Mit Tränen und Lachen Zürich nimmt Abschied: «Bhüeti Gott» Ernst Sieber

André Bissegger, sda

31.5.2018

Über tausend Personen haben am Donnerstagnachmittag Abschied von Ernst Sieber genommen: Im bis auf den letzten Platz besetzten Grossmünster in Zürich gedachten sie dem am Pfingstsamstag im Alter von 91 Jahren verstorbenen Pfarrer, der sich zeitlebens für Obdachlose, Randständige und Süchtige eingesetzt hat.

Viele von ihnen, sowie Verwandte, Weggefährten, Freunde und Politiker erwiesen Sieber, der sich jeweils selbst mit einem «Bhüeti Gott» verabschiedete, die letzte Ehre. Durch die Abdankung führte Pfarrer Christoph Sigrist, der auch persönlich Abschied vom Verstorbenen nahm. «Ernst Sieber war für mich prägend», sagte er. Gleichzeitig verabschiede man sich auch von einem Stück Schweizer Diakonie- und Kirchengeschichte.

Die Gedenkfeier hätte Sieber, der in einem kirchlichen Zürcher Lehrmittel für Jugendliche als Vorbild verewigt ist, sicher gefallen: Es gab Tränen, zwischendurch ein Lachen, «Hurra»-Rufe und viel Applaus. Seine Frau Sonja sang zusammen mit einem Ad-hoc-Chörli. Für einen weiteren musikalischen Höhepunkt sorgte Christian Jott Jenny mit dem Lied «Mis Dach isch de Himmel vo Züri».

Mehr als 1000 Personen haben am Donnerstag Abscheid von Pfarrer Ernst Sieber genommen.
Mehr als 1000 Personen haben am Donnerstag Abscheid von Pfarrer Ernst Sieber genommen.
Keystone

«Zeitlose Überzeugung»

TV-Mann und Freund Markus Gilli erinnerte sich in seinen Abschiedsworten an einige wichtige Stationen in Siebers Leben, bei denen dessen Wirken sichtbar wurde: die offene Drogenszene auf dem Platzspitz, die Jugendunruhen, der Pfuusbus. «Ernst Sieber hat uns den Weg gezeigt», sagte Gilli. «Seine Überzeugung ist zeitlos und wird immer wichtiger in Zeiten, in denen es immer mehr Egomanen gibt.»

Zürichs Stadtpräsidentin Corine Mauch (SP) betonte in ihrer Rede, der Pfarrer habe unzähligen Zürchern geholfen. «Vielen von ihnen hat er sogar das Leben gerettet.» Er bleibe der Stadt in Erinnerung als lebensfroher und zuversichtlicher Fürsprecher von Menschen in Not und als unruhiger Geist und energischer Schaffer. So habe er beispielsweise die Zürcher und damit Schweizer Drogenpolitik vorangetrieben. «Sie ist heute menschlicher und besser.»

Von einem «heiteren Gutmenschen» sprach Regierungsrätin Jacqueline Fehr (SP) und erinnerte an seinen Schalk, Humor und seine Heiterkeit. «Er nahm uns die Angst vor dem Umgang mit dem Elend», sagte sie. Wo er gewesen sei, da habe es Wärme und Licht gegeben. «Er lebte vor, was es heisst, ein Mensch zu sein.»

▶ **ARBEITSAUFTRÄGE**:
(a) Fasse den Textausschnitt bitte in zwei Sätzen zusammen.
(b) Nenne alle Stationen in Siebers Leben, an die Markus Gilli laut dem Textausschnitt in seinen Abschiedsworten erinnerte.
Die Einträge stammen aus einer anderen Quelle als der Textausschnitt.

▶ **LERNMATERIAL**:
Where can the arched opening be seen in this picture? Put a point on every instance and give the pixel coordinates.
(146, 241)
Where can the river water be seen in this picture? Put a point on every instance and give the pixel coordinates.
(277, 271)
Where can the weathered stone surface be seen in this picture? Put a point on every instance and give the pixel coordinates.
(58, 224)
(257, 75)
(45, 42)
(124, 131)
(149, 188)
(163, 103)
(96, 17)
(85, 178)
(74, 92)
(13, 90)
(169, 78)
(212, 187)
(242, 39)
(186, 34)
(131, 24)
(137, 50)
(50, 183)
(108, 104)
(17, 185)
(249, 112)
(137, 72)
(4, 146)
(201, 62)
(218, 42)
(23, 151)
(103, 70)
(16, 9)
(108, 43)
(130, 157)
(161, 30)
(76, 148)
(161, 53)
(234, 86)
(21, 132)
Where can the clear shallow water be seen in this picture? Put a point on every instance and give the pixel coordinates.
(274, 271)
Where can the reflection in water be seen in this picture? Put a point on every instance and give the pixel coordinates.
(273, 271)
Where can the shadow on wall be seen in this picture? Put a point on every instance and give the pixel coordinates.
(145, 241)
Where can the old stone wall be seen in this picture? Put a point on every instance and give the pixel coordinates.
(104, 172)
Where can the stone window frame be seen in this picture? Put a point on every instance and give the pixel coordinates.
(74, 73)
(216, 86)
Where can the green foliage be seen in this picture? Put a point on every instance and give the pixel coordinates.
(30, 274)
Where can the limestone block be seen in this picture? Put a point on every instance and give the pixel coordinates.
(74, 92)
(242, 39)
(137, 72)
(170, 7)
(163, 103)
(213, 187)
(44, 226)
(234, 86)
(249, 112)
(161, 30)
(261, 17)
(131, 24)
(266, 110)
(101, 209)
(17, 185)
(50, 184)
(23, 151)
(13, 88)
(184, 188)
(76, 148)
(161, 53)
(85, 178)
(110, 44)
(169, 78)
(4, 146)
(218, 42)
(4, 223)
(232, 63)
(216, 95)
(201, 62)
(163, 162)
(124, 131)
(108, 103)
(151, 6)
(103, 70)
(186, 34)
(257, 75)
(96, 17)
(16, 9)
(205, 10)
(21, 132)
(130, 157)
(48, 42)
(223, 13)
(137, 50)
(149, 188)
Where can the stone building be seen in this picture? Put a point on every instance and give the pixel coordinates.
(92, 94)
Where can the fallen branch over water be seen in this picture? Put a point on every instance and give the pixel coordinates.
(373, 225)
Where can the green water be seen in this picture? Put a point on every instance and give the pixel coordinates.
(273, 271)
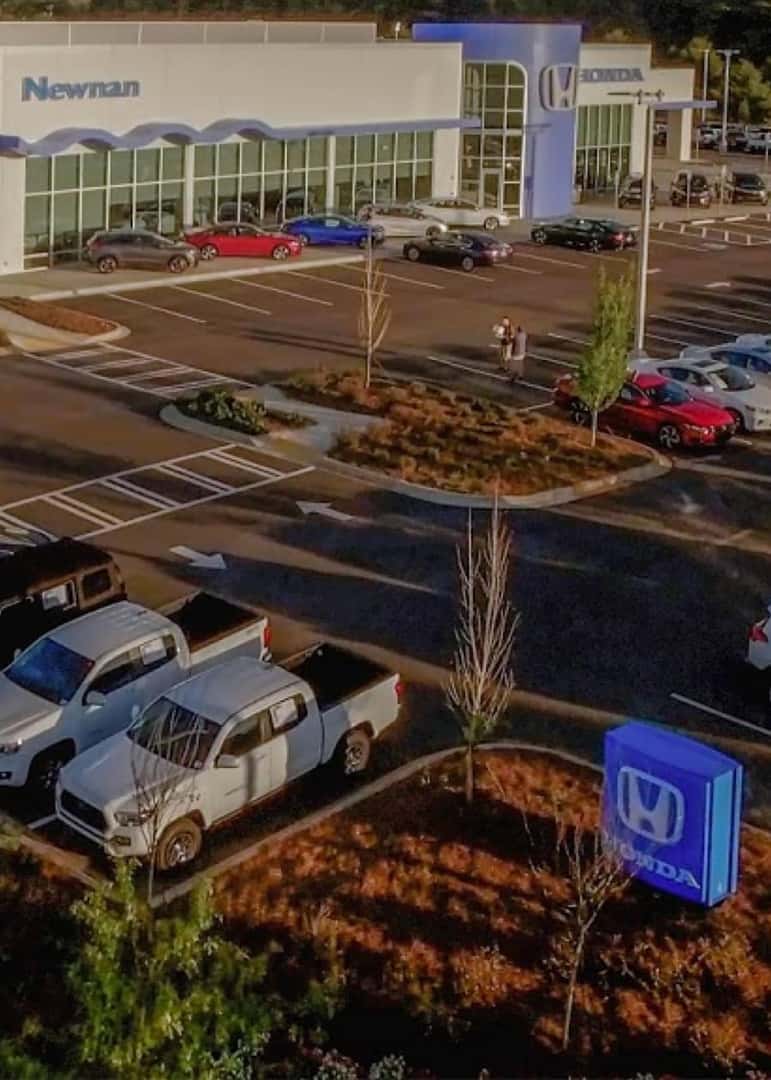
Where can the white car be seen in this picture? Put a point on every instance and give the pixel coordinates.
(462, 213)
(401, 219)
(712, 380)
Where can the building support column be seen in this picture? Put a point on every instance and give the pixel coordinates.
(188, 179)
(330, 158)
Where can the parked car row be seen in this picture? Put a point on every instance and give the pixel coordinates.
(113, 696)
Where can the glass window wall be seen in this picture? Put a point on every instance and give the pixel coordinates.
(490, 169)
(603, 146)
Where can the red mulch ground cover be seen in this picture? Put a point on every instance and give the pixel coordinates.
(445, 920)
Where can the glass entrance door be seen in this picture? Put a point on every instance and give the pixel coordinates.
(491, 189)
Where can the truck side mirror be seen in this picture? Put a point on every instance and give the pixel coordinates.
(227, 761)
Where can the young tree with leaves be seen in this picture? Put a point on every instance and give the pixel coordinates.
(482, 678)
(605, 360)
(374, 312)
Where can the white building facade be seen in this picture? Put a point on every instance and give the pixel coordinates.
(168, 124)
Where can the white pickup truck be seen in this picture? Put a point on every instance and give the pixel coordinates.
(83, 682)
(220, 741)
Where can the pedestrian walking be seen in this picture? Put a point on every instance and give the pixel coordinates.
(504, 335)
(518, 353)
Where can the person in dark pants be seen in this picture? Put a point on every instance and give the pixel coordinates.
(518, 353)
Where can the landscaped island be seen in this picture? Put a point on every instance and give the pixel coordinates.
(442, 439)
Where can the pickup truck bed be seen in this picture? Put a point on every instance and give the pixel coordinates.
(205, 619)
(335, 674)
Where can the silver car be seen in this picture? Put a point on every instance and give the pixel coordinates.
(401, 219)
(462, 213)
(139, 250)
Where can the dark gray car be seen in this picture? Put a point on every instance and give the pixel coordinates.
(138, 250)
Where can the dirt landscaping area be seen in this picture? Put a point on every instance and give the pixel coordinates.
(442, 439)
(450, 925)
(58, 319)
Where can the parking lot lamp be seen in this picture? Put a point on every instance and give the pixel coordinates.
(727, 53)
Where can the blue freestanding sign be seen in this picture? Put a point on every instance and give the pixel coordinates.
(672, 807)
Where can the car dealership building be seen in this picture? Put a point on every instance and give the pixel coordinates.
(168, 123)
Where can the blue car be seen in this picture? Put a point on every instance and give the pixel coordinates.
(334, 229)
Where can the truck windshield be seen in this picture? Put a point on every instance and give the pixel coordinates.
(174, 733)
(50, 670)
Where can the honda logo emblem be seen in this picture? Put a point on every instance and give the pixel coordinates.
(650, 807)
(559, 88)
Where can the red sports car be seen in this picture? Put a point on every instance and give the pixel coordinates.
(655, 407)
(243, 240)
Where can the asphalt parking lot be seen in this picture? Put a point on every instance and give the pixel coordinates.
(634, 604)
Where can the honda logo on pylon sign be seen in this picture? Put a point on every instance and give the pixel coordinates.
(672, 810)
(650, 807)
(559, 88)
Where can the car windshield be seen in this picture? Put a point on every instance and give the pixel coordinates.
(731, 378)
(50, 670)
(667, 393)
(174, 733)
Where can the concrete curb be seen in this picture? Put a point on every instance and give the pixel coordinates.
(161, 281)
(375, 787)
(555, 497)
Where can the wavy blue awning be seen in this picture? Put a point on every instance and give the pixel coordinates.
(97, 138)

▶ **LÖSUNGEN**:
(a) Über tausend Personen nahmen im voll besetzten Grossmünster in Zürich Abschied von Pfarrer Ernst Sieber, der mit 91 Jahren gestorben war und sich zeitlebens für Obdachlose, Randständige und Süchtige eingesetzt hatte. In der von Pfarrer Christoph Sigrist geleiteten Feier mit Musik, Tränen und Applaus würdigten Markus Gilli, Corine Mauch und Jacqueline Fehr sein Wirken.

(b)
- die offene Drogenszene auf dem Platzspitz
- die Jugendunruhen
- der Pfuusbus